**OBJECTIVE:**
How many lines of the entries below contain the string "pixel"? Reply with the number alone.

**SUPPLIED MATERIAL:**
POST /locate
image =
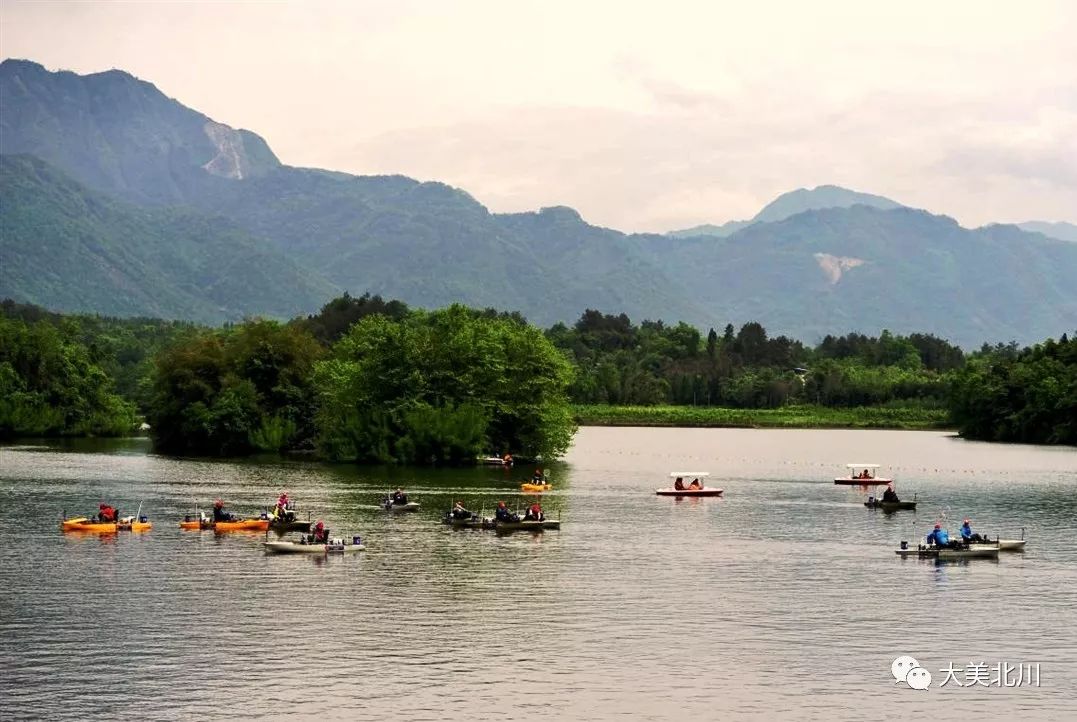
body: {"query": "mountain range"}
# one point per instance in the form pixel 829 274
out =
pixel 119 199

**CORRECT OUTPUT:**
2